Required work -
a. Decide whether each statement below agrees with the thread. For (i), (ii) and (iii), answer yes or no and quote the words of the thread that settle it.
(i) The space in the replacement needs to be escaped.
(ii) Back references look like \1 or \2.
(iii) Capturing parentheses come with no performance cost.
b. According to the thread, when is the replacement string in a s/pattern/replacement/ substitution formed?

Selection -
● ● ● ● ●

Anonymous Monk has asked for the wisdom of the Perl Monks concerning the following question:

Hi monks,

I want to use the back reference in s///g, but seems I failed with code below:

$in =~ s/\s+/\n/g; $in =~ s/[a-zA-Z]\n[a-zA-Z]/$1\ $2/g;
First I cut the character (non-English) by space, then I join them back if I cut them wrongly (e.g. space between 2 English alphabet). I found the regular expression in line 2 failed - the space is located correctly, but the character before and after were missing and replaced by null (so I see character disappeared) - then I know the back reference here is not working. Did I failed to call the back reference just because of my stupid syntax error?

Replies are listed 'Best First'.
Re: Back reference in s///g ?
by kyle (Abbot) on Mar 24, 2008 at 17:48 UTC

    The references $1, etc. refer to expressions in (capturing) parentheses. I think you want this:

    $in =~ s/([a-zA-Z])\n([a-zA-Z])/$1\ $2/g;
Re: Back reference in s///g ?
by ww (Archbishop) on Mar 24, 2008 at 18:02 UTC
    The second regex doesn't work because you're not capturing anything to $1 or $2. To capture something to $1, etc, use parens.

    Further there's no need to escape the space in the replacement.

    But, ignoring the issue of "non-English" (do you mean a different character set, like Greek or Japanese by any chance?), you're close. Try this:

    #!/usr/bin/perl use strict; use warnings; my $in = "foo bar blivitz done"; $in =~ s/\s+/\n/g; # replace spaces with \n print "after first regex: $in \n"; # $in =~ s/[a-zA-Z]\n[a-zA-Z]/$1\ $2/g; $in =~ s/([a-zA-Z])\n([a-zA-Z])/$1 $2/g; # remove newlines, restore s +paces print "after second regex: $in \n"; =head execution: ww@GIG:~/pl_test$ perl 675941.pl after first regex: foo bar blivitz done after second regex: foo bar blivitz done ww@GIG:~/pl_test$ =cut
Re: Back reference in s///g ?
by olus (Curate) on Mar 24, 2008 at 17:50 UTC

    You are not capturing anything. You must use the ().

    $in =~ s/([a-zA-Z])\n([a-zA-Z])/$1\ $2/g;
Re: Back reference in s///g ?
by jwkrahn (Abbot) on Mar 24, 2008 at 18:11 UTC

    You probably need to use zero-width look-behind/look-ahead assertions:

    $in =~ s/(?<=[a-zA-Z])\n(?=[a-zA-Z])/ /g;
      Look-ahead and look-behind regex sub-expressions can be very useful; you should definitely look into them. See perlre and perlretut.

      Technically speaking, you are not using back references (which look like \1 or \2), but capture variables (i.e., $1 and $2). A back reference is used within a regular expression to refer to a sub-string that has been captured by the corresponding preceding pair of capturing parentheses. A capture variable is used after a regular expressison has done its work, but also allows access to text captured by the corresponding capturing parentheses. (The replacement string in a s/pattern/replacement/ substitution operation is formed after the regular expression has executed.) And yes, capturing parentheses, like most other good things in life, have a (performance) price, although usually a trivial one.

● ● ● ● ●

Extracted material -

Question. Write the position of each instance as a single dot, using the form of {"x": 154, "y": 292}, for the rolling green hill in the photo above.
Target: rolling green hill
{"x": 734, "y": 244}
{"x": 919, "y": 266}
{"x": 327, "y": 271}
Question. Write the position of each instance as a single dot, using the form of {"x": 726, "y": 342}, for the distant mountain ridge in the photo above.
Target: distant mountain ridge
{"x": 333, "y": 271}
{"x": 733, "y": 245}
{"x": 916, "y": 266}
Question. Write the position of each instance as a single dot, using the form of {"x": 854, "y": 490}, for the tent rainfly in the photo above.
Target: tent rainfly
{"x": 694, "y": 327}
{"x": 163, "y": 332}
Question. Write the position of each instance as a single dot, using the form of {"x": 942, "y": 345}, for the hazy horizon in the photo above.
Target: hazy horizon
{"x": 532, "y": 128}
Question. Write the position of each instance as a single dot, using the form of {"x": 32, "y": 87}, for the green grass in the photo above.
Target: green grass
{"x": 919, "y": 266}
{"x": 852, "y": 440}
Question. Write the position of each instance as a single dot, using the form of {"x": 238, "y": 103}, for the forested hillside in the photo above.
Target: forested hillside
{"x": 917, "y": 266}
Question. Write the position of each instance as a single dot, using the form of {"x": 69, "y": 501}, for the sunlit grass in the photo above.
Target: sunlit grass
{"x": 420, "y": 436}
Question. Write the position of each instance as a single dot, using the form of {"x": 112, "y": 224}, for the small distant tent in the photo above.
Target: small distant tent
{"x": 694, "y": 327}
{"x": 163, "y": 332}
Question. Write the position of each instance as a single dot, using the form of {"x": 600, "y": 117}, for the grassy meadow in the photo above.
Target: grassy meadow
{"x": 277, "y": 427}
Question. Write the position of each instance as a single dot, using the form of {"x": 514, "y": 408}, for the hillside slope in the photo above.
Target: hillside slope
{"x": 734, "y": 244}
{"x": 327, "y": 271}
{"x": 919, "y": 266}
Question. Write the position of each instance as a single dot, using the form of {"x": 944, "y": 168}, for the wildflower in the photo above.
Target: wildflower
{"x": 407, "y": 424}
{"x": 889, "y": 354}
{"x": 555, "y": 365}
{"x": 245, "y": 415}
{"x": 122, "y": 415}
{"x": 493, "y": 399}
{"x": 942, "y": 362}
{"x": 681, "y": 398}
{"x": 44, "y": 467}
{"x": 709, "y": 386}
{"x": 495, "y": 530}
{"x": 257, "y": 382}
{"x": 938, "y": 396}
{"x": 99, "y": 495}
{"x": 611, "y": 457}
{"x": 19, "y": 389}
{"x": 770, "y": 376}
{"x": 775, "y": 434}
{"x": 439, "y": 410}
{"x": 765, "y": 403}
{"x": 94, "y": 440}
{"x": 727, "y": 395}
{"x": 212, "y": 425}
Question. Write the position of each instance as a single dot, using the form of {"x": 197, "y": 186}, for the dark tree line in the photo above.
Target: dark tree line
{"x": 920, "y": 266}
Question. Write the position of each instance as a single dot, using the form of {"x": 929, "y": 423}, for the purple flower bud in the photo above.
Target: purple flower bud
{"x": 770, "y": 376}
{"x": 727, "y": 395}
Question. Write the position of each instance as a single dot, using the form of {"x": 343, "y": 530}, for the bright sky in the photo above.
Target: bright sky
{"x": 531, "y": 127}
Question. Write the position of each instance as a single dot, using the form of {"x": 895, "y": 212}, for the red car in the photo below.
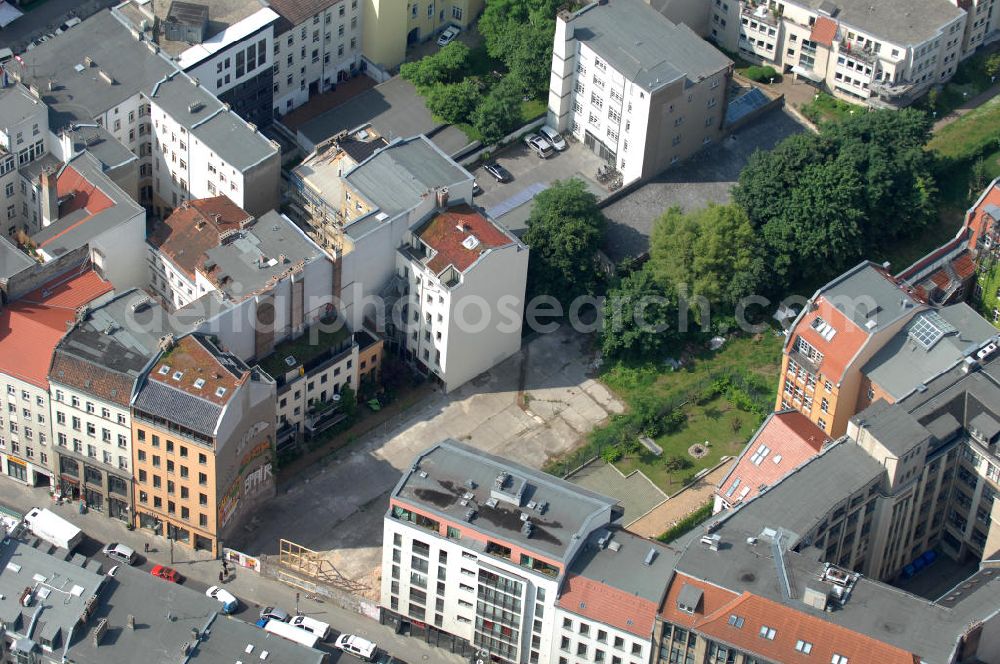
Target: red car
{"x": 166, "y": 573}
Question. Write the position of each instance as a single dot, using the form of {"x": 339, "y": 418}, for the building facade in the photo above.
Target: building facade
{"x": 863, "y": 53}
{"x": 317, "y": 45}
{"x": 203, "y": 441}
{"x": 640, "y": 112}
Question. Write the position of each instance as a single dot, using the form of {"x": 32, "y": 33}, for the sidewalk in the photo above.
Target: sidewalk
{"x": 252, "y": 589}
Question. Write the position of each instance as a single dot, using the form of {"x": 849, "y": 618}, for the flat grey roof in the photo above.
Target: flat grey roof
{"x": 68, "y": 233}
{"x": 245, "y": 259}
{"x": 396, "y": 177}
{"x": 16, "y": 105}
{"x": 866, "y": 288}
{"x": 644, "y": 45}
{"x": 620, "y": 563}
{"x": 902, "y": 364}
{"x": 179, "y": 407}
{"x": 440, "y": 477}
{"x": 62, "y": 589}
{"x": 899, "y": 21}
{"x": 204, "y": 116}
{"x": 12, "y": 259}
{"x": 82, "y": 96}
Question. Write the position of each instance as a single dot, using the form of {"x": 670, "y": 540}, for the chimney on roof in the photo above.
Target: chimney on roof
{"x": 442, "y": 197}
{"x": 50, "y": 198}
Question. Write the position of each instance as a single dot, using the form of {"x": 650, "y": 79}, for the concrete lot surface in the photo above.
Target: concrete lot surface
{"x": 529, "y": 171}
{"x": 706, "y": 177}
{"x": 339, "y": 509}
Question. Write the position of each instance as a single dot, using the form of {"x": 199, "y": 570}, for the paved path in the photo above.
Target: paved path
{"x": 672, "y": 510}
{"x": 253, "y": 590}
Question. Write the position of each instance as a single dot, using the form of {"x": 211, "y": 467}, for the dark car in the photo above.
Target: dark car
{"x": 499, "y": 172}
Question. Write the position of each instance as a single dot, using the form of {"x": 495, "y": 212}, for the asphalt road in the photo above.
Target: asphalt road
{"x": 45, "y": 17}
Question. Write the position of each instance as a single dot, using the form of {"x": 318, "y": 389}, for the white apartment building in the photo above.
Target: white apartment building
{"x": 877, "y": 53}
{"x": 189, "y": 144}
{"x": 24, "y": 137}
{"x": 466, "y": 278}
{"x": 641, "y": 92}
{"x": 484, "y": 556}
{"x": 317, "y": 44}
{"x": 33, "y": 324}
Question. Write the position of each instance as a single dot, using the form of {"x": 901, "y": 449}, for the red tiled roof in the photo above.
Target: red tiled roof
{"x": 611, "y": 606}
{"x": 79, "y": 194}
{"x": 713, "y": 599}
{"x": 791, "y": 626}
{"x": 31, "y": 327}
{"x": 448, "y": 229}
{"x": 195, "y": 362}
{"x": 792, "y": 438}
{"x": 824, "y": 31}
{"x": 194, "y": 228}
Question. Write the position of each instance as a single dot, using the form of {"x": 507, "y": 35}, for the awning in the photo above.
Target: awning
{"x": 8, "y": 14}
{"x": 807, "y": 73}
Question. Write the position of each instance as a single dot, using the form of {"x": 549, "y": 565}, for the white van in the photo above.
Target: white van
{"x": 320, "y": 629}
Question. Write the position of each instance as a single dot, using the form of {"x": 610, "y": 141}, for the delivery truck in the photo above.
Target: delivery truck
{"x": 52, "y": 528}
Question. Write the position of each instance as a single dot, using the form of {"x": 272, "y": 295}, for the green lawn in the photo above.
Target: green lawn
{"x": 969, "y": 135}
{"x": 724, "y": 427}
{"x": 827, "y": 108}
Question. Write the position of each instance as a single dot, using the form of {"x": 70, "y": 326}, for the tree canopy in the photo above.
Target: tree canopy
{"x": 565, "y": 231}
{"x": 448, "y": 65}
{"x": 712, "y": 251}
{"x": 821, "y": 202}
{"x": 640, "y": 318}
{"x": 519, "y": 33}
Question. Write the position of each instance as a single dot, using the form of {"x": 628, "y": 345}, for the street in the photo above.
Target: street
{"x": 199, "y": 572}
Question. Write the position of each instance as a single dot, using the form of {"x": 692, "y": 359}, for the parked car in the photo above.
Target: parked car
{"x": 553, "y": 137}
{"x": 120, "y": 553}
{"x": 356, "y": 646}
{"x": 274, "y": 613}
{"x": 229, "y": 602}
{"x": 499, "y": 172}
{"x": 539, "y": 145}
{"x": 448, "y": 36}
{"x": 166, "y": 573}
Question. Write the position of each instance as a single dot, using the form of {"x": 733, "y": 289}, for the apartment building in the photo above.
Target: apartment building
{"x": 317, "y": 44}
{"x": 455, "y": 260}
{"x": 203, "y": 441}
{"x": 24, "y": 137}
{"x": 785, "y": 440}
{"x": 390, "y": 26}
{"x": 481, "y": 554}
{"x": 95, "y": 368}
{"x": 81, "y": 208}
{"x": 33, "y": 323}
{"x": 252, "y": 281}
{"x": 641, "y": 92}
{"x": 188, "y": 143}
{"x": 844, "y": 324}
{"x": 775, "y": 579}
{"x": 881, "y": 54}
{"x": 226, "y": 46}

● ● ● ● ●

Answers provided -
a.
(i) No: "Further there's no need to escape the space in the replacement."
(ii) Yes: "back references (which look like \1 or \2)"
(iii) No: "capturing parentheses, like most other good things in life, have a (performance) price, although usually a trivial one."

b. It is formed after the regular expression has executed.